Collection entries:
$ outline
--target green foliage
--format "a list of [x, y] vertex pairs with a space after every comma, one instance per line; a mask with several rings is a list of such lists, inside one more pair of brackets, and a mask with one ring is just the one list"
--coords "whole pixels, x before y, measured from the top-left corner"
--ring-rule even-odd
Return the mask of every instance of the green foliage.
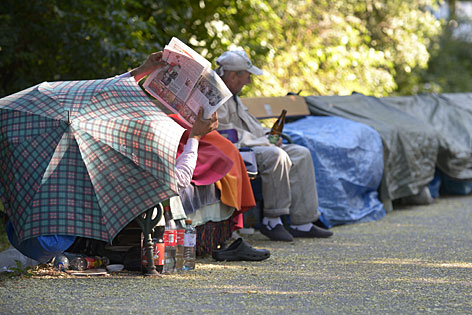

(WHAT THIS TASK INVOLVES):
The lines to restate word for word run from the line that contains "pixels, x before" through the end of the entries above, both ends included. Leave out all pictures and write nothing else.

(RESULT OF THE EXERCISE):
--coords "whole pixels, x before y, measured from the top-left corner"
--ring-rule even-odd
Return the mask of every instance of the green foliage.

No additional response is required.